:: ページ抜粋

オリンパス35-Sのカメラ修理

今日はあまりピンとくる記念日がなくて
過去の9月25日に起きた出来事を
探っていたのですが。。。
1981年9月25日にフジテレビの「スター千一夜」が
最後の放送をしているのですねぇ
また懐かしい番組ですねぇ。。。
これ聞いてピンとくる方はほぼ間違いなく
私と同世代かそれより上の方ですよねぇ
19時45分から15分間だったかな。。。
さすがにはっきり覚えているほどでもないのですが
芸能人だけでなくスポーツ選手とか
来日した外国人ミュージシャンとか
ジャンルを問わずいろんな方が出ていた記憶があります。
そうそう、夫婦で出演みたいなパターンも多かったような気が。。。
調べてみると1959年3月1日のフジテレビ開局当日から
始まった長寿番組だったのだそうです。
15分とはいえゴールデンタイムにほぼ毎日(月~土)
放送していたのですからすごい・・・というか時代を感じますね(笑)
それよりもすごいのはこうして
「あ、これ調べてみよう」と思ったら何でも出てくる
今のネット環境がすごいですよねぇ。。。
さすがに「スター千一夜」が丸ごと見られるものはなかったですが
オープニングとさわり部分くらいなら動画でも見られるなんて。。。
またこうしてyoutubeとかで探し始めると
仕事にならなくなるのでこの辺で止めておきます(笑)

さてさて

本日は「オリンパス35-S」のカメラ修理を行っています。
オリンパス35シリーズは1948年の「Ⅰ型」から始まり
70年代半ばまでいろいろなモデルを出し続けていた
オリンパスを代表するコンパクトカメラです。
初期の大柄なモデルから70年代のコンパクトなモデルまで
いろいろなものが存在するのですが
「35-S」は1955年に発売開始されたモデルです。
コンパクトカメラというよりもこの時代はまだ
レンズ固定式のレンズシャッター機といったほうが馴染みますね
正直に言ってそれほどコンパクトではありませんし
総金属製なのでそれなりに重いです。
でもこの時代ならではの高い質感を持ち合わせています。
35-S以前のオリンパス35シリーズは
巻上がノブだったのですが35-sでレバー巻上になり
セルフコッキングにもなりました。
フィルムカウンターも自動復元型で
レンジファインダーも搭載されました。
当時の最先端の機能と装備と言ってよいと思います。
シャッターはセイコーシャSLVで最高速は1/500
レンズは生産時期によってF3.5、F2.8、F2、F1.9 と
いろいろなものが搭載されているものが存在します。
今回、お預かりしている35-Sは4.2cmF2が搭載されたものです。

お預かりしている「35-S」ですが。。。

::::

__作業指示__.
**a.** ページ抜粋によれば、「35-S」が発売開始されたのは何年か。
**b.** 記録の中で文字列「reading」を含む行を数え、その数だけを答えてください。
ページ抜粋とこの後の記録は、別々の出典から取られている。

:: 提示データ

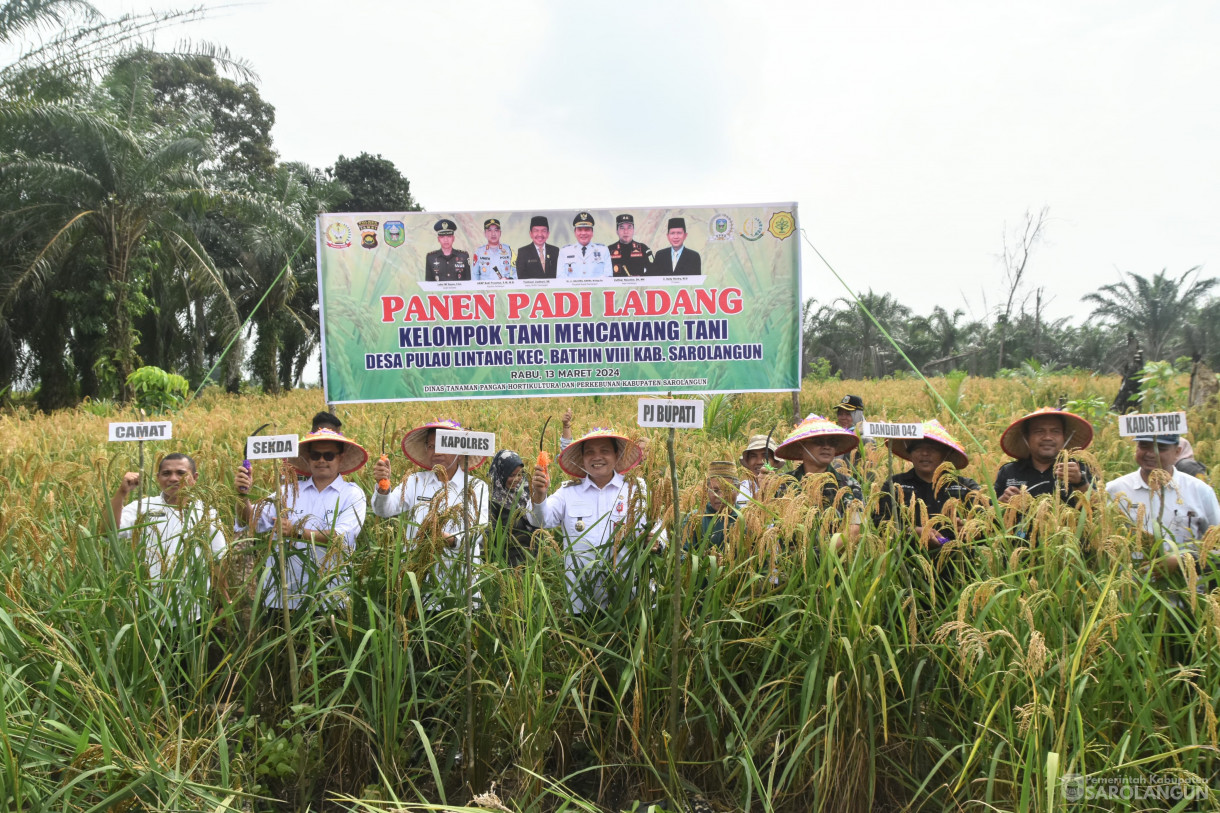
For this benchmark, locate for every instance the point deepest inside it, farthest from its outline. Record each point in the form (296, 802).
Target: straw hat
(1077, 431)
(937, 433)
(630, 455)
(351, 455)
(415, 443)
(816, 426)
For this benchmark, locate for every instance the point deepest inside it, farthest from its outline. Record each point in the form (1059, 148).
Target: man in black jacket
(677, 259)
(539, 259)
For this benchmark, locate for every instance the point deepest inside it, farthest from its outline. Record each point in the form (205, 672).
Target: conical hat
(351, 457)
(937, 433)
(816, 426)
(415, 443)
(630, 454)
(1077, 431)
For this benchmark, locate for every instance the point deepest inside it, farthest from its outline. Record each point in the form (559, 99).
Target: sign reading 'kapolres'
(421, 307)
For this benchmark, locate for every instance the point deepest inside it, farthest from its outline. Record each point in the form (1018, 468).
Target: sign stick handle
(139, 487)
(676, 597)
(470, 620)
(293, 680)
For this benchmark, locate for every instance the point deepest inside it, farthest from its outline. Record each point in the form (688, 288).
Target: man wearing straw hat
(1176, 508)
(815, 442)
(758, 458)
(600, 513)
(434, 497)
(321, 518)
(166, 524)
(716, 520)
(849, 414)
(1035, 441)
(919, 488)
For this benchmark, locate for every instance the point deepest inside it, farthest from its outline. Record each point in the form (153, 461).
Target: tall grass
(870, 679)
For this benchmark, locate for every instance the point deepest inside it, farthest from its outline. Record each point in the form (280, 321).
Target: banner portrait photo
(509, 304)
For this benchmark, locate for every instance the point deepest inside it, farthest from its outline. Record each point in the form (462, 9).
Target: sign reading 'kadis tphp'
(670, 413)
(142, 431)
(514, 304)
(1152, 424)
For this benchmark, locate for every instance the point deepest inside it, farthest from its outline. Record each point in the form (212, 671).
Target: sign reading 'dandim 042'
(462, 442)
(271, 447)
(670, 413)
(1152, 424)
(508, 304)
(900, 431)
(142, 431)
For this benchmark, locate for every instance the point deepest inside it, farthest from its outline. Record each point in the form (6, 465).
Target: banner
(437, 305)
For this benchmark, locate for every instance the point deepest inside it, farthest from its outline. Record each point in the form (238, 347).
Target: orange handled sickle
(543, 458)
(383, 484)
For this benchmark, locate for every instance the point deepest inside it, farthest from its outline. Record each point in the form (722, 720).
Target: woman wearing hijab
(509, 507)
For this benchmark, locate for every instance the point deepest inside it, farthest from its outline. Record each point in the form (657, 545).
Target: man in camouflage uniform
(447, 264)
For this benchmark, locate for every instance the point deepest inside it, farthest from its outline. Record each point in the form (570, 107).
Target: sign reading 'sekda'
(271, 447)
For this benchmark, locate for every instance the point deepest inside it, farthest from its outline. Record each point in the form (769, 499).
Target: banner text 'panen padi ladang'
(436, 305)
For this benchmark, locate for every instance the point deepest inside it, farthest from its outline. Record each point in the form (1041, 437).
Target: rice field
(777, 676)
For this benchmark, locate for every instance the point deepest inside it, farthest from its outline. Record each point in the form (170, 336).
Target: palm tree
(1155, 310)
(99, 169)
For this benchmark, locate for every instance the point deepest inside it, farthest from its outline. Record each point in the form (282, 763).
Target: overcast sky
(909, 133)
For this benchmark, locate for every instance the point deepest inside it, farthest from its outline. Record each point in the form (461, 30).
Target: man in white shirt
(758, 458)
(600, 513)
(428, 501)
(1177, 513)
(173, 530)
(320, 521)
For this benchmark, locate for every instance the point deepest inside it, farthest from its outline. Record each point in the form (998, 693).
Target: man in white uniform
(602, 513)
(430, 501)
(1179, 513)
(493, 260)
(181, 537)
(320, 521)
(584, 259)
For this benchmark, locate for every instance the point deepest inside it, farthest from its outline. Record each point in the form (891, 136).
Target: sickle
(383, 484)
(542, 435)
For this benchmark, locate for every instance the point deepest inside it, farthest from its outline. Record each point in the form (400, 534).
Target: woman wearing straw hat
(600, 513)
(1033, 442)
(814, 443)
(321, 515)
(439, 487)
(918, 487)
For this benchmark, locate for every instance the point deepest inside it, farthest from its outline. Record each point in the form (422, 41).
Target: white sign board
(142, 431)
(896, 431)
(269, 447)
(1152, 424)
(670, 413)
(475, 443)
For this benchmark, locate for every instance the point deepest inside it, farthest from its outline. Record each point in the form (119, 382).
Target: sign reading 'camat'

::::

__解答__.
**a.** 1955年。

**b.** 5